(Point annotation records)
* BEGIN *

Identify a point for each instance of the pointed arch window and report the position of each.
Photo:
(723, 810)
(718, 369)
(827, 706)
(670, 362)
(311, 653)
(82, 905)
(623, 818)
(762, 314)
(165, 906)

* END *

→ **Short problem**
Reproduce all of the material above line for line, with no changes.

→ **Result**
Identify a point for each instance of the pointed arch window and report the position of each.
Photo:
(723, 810)
(718, 369)
(827, 706)
(670, 362)
(311, 653)
(82, 905)
(623, 818)
(762, 314)
(165, 906)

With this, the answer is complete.